SET EXERCISE
Every line from the line containing "the bar counter" through the final line of the data is to be printed exactly; no other line is to appear.

Collected data entries:
----------

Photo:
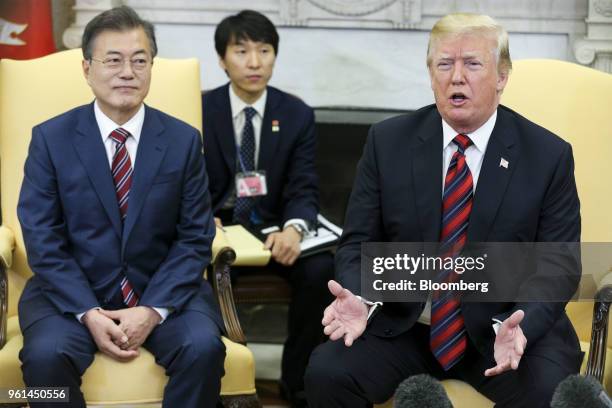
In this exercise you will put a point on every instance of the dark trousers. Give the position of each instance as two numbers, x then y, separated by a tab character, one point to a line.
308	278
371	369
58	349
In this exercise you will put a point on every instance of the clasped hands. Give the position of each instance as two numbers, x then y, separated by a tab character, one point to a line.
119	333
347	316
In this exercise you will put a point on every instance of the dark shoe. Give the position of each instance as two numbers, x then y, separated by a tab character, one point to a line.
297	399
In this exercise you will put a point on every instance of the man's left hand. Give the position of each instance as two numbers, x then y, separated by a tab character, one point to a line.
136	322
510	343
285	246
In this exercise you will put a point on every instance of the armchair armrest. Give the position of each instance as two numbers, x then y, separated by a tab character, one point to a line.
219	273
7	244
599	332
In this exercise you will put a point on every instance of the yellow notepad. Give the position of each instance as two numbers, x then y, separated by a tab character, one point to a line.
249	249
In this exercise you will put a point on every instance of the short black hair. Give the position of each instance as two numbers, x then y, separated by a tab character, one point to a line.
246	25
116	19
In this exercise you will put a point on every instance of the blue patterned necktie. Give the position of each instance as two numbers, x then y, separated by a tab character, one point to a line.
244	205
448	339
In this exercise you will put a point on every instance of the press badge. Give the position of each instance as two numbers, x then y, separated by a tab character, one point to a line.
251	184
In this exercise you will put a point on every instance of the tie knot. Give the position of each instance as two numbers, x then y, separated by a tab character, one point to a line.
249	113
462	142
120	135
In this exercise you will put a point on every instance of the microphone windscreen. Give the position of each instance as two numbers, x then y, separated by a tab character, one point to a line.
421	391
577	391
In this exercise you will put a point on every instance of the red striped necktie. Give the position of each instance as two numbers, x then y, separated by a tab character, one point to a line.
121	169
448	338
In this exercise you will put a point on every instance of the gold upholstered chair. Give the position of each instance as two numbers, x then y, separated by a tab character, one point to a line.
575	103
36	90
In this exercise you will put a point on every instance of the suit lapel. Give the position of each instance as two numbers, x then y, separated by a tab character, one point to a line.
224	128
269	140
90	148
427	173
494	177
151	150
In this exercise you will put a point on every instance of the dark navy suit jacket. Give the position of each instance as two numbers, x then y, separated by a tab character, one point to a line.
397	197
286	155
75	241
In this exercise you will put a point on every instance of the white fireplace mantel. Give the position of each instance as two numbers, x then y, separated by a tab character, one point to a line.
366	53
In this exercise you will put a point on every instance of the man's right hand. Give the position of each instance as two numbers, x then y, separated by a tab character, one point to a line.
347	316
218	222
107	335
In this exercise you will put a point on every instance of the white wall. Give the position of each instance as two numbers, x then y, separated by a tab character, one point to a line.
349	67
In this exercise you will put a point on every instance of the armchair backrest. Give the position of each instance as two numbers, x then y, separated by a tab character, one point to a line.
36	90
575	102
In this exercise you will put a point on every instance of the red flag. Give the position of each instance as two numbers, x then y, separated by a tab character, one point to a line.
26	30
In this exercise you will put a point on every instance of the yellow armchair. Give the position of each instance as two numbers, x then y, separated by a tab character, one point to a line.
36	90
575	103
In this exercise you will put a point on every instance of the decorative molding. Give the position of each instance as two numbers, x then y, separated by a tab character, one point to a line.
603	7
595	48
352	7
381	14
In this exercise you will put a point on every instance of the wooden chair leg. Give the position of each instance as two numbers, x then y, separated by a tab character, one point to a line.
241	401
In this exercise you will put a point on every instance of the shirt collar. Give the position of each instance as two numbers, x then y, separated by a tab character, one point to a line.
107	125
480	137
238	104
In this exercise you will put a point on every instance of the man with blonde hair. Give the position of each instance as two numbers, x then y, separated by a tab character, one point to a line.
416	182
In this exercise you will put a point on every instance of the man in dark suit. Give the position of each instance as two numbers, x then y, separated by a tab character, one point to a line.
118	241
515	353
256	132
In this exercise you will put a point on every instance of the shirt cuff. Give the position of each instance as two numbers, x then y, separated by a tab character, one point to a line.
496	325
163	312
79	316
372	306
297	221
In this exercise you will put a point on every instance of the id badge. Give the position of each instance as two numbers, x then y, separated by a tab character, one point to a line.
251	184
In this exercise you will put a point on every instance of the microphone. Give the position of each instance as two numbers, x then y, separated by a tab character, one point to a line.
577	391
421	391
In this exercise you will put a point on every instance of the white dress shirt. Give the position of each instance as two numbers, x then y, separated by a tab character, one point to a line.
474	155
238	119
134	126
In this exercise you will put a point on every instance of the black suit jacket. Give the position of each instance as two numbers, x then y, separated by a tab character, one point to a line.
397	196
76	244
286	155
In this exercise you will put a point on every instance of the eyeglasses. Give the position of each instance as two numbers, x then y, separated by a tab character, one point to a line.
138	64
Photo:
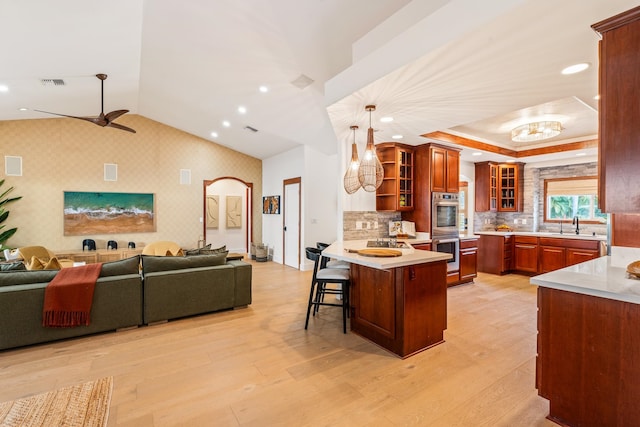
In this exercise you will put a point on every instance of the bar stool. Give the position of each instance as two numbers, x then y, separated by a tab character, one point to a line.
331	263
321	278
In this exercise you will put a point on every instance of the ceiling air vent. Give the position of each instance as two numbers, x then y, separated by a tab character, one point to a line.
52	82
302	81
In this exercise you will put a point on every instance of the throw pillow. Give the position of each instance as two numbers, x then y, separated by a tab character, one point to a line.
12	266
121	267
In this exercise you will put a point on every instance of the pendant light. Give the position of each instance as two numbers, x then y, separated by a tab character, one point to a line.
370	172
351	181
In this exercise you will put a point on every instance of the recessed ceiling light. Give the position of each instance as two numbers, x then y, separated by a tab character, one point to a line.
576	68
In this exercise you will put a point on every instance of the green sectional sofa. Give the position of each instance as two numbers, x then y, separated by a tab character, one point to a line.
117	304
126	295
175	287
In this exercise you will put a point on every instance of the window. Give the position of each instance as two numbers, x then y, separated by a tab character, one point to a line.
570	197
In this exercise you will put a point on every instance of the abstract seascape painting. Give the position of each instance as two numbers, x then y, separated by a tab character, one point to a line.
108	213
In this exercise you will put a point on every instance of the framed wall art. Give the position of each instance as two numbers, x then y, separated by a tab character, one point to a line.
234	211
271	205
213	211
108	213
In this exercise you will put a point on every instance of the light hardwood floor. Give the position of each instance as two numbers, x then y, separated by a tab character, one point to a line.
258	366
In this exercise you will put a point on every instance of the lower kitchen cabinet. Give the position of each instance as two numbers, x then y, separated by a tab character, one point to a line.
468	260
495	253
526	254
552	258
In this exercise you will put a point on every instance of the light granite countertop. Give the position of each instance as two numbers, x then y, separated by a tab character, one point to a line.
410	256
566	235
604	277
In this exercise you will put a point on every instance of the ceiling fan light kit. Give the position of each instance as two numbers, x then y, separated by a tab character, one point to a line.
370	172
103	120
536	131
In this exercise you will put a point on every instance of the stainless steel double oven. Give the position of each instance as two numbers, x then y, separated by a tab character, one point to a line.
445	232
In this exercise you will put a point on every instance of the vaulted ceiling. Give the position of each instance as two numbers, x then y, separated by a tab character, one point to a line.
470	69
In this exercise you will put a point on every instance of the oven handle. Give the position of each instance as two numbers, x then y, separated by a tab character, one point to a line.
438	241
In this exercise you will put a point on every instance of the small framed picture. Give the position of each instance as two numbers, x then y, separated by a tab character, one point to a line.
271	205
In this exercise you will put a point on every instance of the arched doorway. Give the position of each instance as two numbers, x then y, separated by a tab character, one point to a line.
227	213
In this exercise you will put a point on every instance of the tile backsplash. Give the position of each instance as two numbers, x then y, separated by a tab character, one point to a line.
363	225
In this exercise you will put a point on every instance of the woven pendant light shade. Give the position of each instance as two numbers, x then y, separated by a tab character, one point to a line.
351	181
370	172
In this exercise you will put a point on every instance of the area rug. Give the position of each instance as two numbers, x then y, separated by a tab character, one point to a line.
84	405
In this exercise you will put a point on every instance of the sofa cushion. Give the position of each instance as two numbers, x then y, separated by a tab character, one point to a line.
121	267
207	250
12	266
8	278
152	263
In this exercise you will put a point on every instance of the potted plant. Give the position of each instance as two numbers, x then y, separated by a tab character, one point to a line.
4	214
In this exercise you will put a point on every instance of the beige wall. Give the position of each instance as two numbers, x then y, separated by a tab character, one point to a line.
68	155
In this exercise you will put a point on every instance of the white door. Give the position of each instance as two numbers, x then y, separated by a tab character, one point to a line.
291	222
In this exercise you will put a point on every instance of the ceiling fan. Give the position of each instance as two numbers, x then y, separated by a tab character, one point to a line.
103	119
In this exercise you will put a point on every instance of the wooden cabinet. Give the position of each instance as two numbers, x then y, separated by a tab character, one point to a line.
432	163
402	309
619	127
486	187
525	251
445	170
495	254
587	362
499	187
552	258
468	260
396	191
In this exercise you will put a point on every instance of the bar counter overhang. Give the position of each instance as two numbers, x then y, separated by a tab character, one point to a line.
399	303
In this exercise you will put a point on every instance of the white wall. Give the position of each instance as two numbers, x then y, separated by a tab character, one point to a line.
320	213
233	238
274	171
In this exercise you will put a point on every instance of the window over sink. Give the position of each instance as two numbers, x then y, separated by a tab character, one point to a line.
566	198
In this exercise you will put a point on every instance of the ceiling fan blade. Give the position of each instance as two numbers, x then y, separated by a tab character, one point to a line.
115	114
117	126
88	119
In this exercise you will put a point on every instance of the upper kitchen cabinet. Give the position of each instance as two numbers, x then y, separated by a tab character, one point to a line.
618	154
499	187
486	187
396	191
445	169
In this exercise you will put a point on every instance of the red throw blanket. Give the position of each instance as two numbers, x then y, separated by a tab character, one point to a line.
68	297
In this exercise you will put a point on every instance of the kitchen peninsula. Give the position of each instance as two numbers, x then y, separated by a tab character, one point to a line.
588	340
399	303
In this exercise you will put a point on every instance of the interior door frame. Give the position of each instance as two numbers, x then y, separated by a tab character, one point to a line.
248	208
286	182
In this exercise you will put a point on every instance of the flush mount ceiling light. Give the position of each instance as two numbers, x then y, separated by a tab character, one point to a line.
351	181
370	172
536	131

----------

FINISHED EXERCISE
In this exercise you will put a point on every instance of the bar counter overhang. Give the position of each instance as two numbers, x then y, separated by a tab character, one point to a line.
399	303
In this exercise you will put a point on every instance of the white wall. Give the position of each instance as two numbers, x then y, separated by a tab character, one point to a line.
320	213
233	238
274	171
In this exercise you will put a point on every instance of the window over sink. Give the position of each instance as two numbers, x then y, separated by a tab character, one point to a line.
566	198
In this exercise you will put a point on every instance of the ceiling fan blade. Give the position of each instance as two numbers, x then y, separated by a tab character, one point to a line.
115	114
117	126
88	119
In this exercise you will put a point on every instance of the upper kitchen cabinet. Give the position of each instance as two numbers, x then y, separated by a tab character, one point to a line.
618	154
499	187
486	187
396	191
445	169
In this exercise you will put a point on every instance of the red throw blanket. Give the position of each instance as two numbers, x then y, separated by a tab character, one point to a line.
68	297
In this exercise you will put a point on every instance of the kitchen peninsula. Give the position of each instance as two numbers, x then y, separated by a tab character, one point to a line.
588	340
399	303
In this exercise you will put a point on every instance of the interior door frame. Give the position of each instance as two numbers, x then y, separated by a tab character, one point to a line.
248	208
286	182
In this exercise you will put a point on every instance of the flush mount ceiling light. Give the position of each instance as two numbers, x then y, separated by a tab character, one point to a line.
351	181
370	172
536	131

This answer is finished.